#### Source passage:
[Start of section]
At Liberty Heights Fresh, proprietor Steven Rosenberg opts to make dressings from standalone extra virgin or nut oils, balsamic vinegars, freshly pressed citrus juice, and herbs and spices. “Far too often the oils contained in a shelf-stable dressing or marinade has been sourced for low cost rather than high integrity and we have been underwhelmed,” he notes. 

Mrs Bridges Traditional English Mustard

Increasingly, the health profile in dressings is under improvement. Nuts, including cashews and pili nuts from the Philippines, are being added for protein, healthy fat, and fiber, and seeds like pumpkin, sunflower, and sesame, are added to the dressings rather than used as an optional topping, says the WGSN report. Additionally, classic dressings are being updated with plant-based ingredients like aquafaba and nut-based dairy to appeal to vegan diets. Lesser-known vinegars and oils from around the world are also being integrated into dressings for taste and healthfulness. “It’s still a little early, but better oils like olive and nut oils are showing a real sophistication on the rise,” says Nielsen.

Dressings, condiments, and marinades are a source of hidden sugars, though they are eaten in small amounts, points out Deutsch. Low-no sugar, keto-friendly is a growing area, with some products turning date or maple syrup as sweeteners.

“Low sugar is a popular request,” says Bicksler-Taub, who adds that marinades and grill sauces are a number-one category for the store from May through August and tapenades have increased in the past year.  

Condiment Classics

The rise of plant-based options in traditional condiments is a trend that can’t be denied, says Nielsen. She points to more vegan mayonnaise, made from chickenless eggs, aquafaba, or mung beans as an egg substitute, as an area where consumers can expect to see more in both retail and foodservice.

“A plant-based wave is coming where we could see restaurants or families defaulting to the vegan option for condiments like mayo and some dressings too,” she says. “And it won’t be compromised tastewise.”

Flavor fusions, too, have been happening for a while in traditional condiment categories like catsup, mustard, and mayonnaise, with mixes like aioli and catsup/mayo blends. But Nielsen says there is still a place for the classics.

Rinci Sea Fennel Mayonnaise

“The fusions will keep branching out,” she says, “but from eating at home, whether trying to moisten or tie together a sandwich or a veggie burger, there’s a new resonance for the classic condiments.”

Editor’s note. Given the breadth of the condiments, marinades, dressings, and cooking sauces category, it is difficult to cover everything in one article. This feature focuses on shelf-stable versus fresh condiments. Barbecue sauces and a deeper look at hot sauces will be covered separately.

4 Trends to Watch for in Condiments, Dressings, and Marinades

We asked SFA Trendspotters and market researchers what trends they are seeing or expect to emerge in the category.

1. Fermented condiments and sauces. Products that contain probiotics or are naturally fermented, will grow in popularity. WGSN sees fermented chilies in hot sauces as a rising trend as appreciation of sour, tangy flavor grows. Kimchi and miso are also ingredients showing up increasingly in dressings.
[End of section]
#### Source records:
[Start of section]
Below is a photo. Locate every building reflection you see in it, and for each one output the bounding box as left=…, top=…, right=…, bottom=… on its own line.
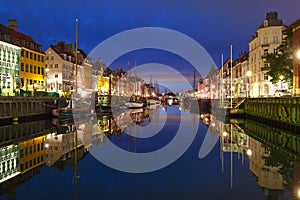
left=209, top=114, right=300, bottom=199
left=0, top=105, right=300, bottom=199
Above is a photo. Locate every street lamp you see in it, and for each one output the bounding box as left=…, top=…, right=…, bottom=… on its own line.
left=297, top=50, right=300, bottom=59
left=279, top=75, right=283, bottom=90
left=246, top=71, right=252, bottom=98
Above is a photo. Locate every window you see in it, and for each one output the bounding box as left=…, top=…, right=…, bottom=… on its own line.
left=273, top=35, right=279, bottom=43
left=264, top=73, right=269, bottom=81
left=264, top=36, right=268, bottom=44
left=20, top=149, right=24, bottom=158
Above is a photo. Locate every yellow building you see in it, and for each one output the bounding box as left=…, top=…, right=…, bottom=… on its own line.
left=1, top=20, right=45, bottom=91
left=19, top=136, right=45, bottom=173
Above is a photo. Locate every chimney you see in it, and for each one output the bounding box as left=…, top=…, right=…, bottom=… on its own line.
left=8, top=19, right=18, bottom=31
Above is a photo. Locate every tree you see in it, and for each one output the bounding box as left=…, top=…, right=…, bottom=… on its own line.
left=266, top=27, right=293, bottom=87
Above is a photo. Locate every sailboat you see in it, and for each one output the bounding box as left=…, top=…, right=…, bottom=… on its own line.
left=52, top=19, right=93, bottom=126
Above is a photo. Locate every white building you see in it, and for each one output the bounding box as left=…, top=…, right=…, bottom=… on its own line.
left=45, top=42, right=92, bottom=95
left=249, top=12, right=286, bottom=97
left=0, top=40, right=21, bottom=96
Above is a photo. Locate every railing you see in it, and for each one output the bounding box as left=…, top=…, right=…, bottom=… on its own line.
left=245, top=97, right=300, bottom=127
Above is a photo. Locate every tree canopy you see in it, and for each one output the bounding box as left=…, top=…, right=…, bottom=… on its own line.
left=266, top=27, right=293, bottom=87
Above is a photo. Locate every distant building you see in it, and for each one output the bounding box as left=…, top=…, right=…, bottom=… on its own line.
left=249, top=12, right=286, bottom=97
left=0, top=20, right=45, bottom=94
left=45, top=42, right=93, bottom=95
left=232, top=52, right=249, bottom=98
left=290, top=19, right=300, bottom=96
left=0, top=144, right=21, bottom=183
left=0, top=38, right=21, bottom=96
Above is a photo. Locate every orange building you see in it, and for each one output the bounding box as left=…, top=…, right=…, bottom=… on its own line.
left=290, top=19, right=300, bottom=96
left=3, top=20, right=45, bottom=91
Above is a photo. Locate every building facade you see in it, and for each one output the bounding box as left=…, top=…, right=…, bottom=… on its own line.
left=1, top=20, right=45, bottom=94
left=249, top=12, right=286, bottom=97
left=0, top=39, right=21, bottom=96
left=290, top=19, right=300, bottom=96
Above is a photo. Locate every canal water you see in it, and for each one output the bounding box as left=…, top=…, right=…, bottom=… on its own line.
left=0, top=105, right=300, bottom=200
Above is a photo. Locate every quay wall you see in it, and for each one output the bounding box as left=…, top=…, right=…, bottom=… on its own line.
left=0, top=96, right=57, bottom=120
left=244, top=97, right=300, bottom=128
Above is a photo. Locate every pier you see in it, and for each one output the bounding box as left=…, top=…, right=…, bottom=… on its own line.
left=0, top=96, right=57, bottom=121
left=244, top=97, right=300, bottom=128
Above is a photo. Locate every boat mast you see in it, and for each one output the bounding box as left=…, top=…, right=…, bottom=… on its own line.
left=75, top=19, right=78, bottom=97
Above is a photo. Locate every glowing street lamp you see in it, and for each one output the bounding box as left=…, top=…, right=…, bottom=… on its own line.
left=246, top=71, right=252, bottom=98
left=297, top=49, right=300, bottom=59
left=279, top=75, right=283, bottom=89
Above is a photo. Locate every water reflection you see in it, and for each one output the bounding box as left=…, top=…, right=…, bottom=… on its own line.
left=0, top=105, right=300, bottom=199
left=207, top=114, right=300, bottom=199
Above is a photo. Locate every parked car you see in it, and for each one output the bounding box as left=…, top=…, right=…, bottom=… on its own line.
left=274, top=89, right=292, bottom=97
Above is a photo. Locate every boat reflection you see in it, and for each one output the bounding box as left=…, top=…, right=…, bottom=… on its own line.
left=206, top=114, right=300, bottom=199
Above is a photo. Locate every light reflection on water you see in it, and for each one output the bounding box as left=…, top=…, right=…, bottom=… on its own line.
left=0, top=105, right=300, bottom=199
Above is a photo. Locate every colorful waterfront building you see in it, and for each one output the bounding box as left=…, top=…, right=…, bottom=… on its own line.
left=0, top=144, right=21, bottom=183
left=0, top=21, right=21, bottom=96
left=45, top=41, right=93, bottom=95
left=1, top=20, right=45, bottom=94
left=249, top=12, right=286, bottom=97
left=290, top=19, right=300, bottom=96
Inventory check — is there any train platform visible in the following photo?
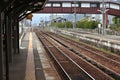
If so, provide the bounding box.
[9,32,61,80]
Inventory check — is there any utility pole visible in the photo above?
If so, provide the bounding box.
[73,0,76,30]
[98,0,108,35]
[102,0,106,35]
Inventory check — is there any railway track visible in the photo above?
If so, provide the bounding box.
[37,32,113,80]
[42,30,120,80]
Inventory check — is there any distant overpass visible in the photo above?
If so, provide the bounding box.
[36,0,120,17]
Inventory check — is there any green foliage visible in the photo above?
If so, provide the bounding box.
[110,24,120,32]
[52,21,73,28]
[77,19,99,29]
[52,19,99,29]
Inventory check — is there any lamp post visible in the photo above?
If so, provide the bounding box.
[98,0,108,35]
[73,0,76,29]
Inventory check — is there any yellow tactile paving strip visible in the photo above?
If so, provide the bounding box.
[25,32,35,80]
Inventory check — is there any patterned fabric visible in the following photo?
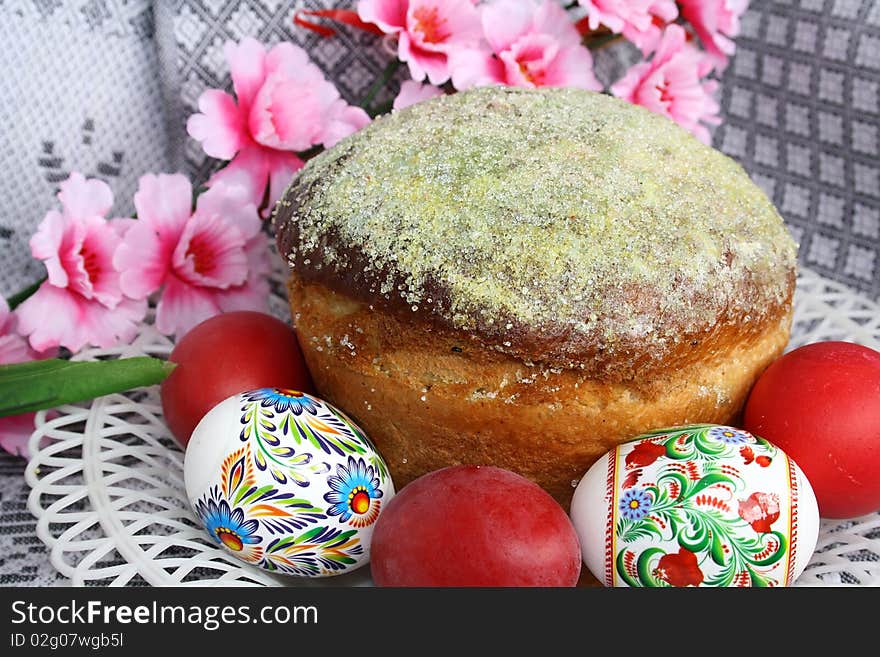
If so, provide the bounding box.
[0,0,167,295]
[0,0,880,585]
[715,0,880,299]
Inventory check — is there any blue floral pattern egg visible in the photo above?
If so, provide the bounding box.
[End of section]
#### Prompt A:
Answer these questions using the condiments article.
(i) Which oils does Nielsen say are showing a real sophistication on the rise?
(ii) During which months are marinades and grill sauces a number-one category for the store, according to Bicksler-Taub?
(iii) What does Nielsen name as the sources of the vegan mayonnaise she points to?
#### Prompt B:
Decide whether each statement agrees with the condiments article, and quote the words that settle it.
(i) Rosenberg makes dressings from shelf-stable bottled dressings.
(ii) Seeds such as pumpkin, sunflower, and sesame are being added to dressings instead of served as an optional topping.
(iii) This feature gives barbecue sauces an in-depth treatment.
#### Prompt C:
Copy the condiments article from "4 Trends to" to "in the category.".
The records are separate material, apart from the condiments article.

#### Answer space A:
(i) Olive and nut oils.
(ii) May through August.
(iii) Chickenless eggs, aquafaba, or mung beans.

#### Answer space B:
(i) No: "opts to make dressings from standalone extra virgin or nut oils, balsamic vinegars, freshly pressed citrus juice, and herbs and spices"
(ii) Yes: "seeds like pumpkin, sunflower, and sesame, are added to the dressings rather than used as an optional topping"
(iii) No: "Barbecue sauces and a deeper look at hot sauces will be covered separately."

#### Answer space C:
4 Trends to Watch for in Condiments, Dressings, and Marinades

We asked SFA Trendspotters and market researchers what trends they are seeing or expect to emerge in the category.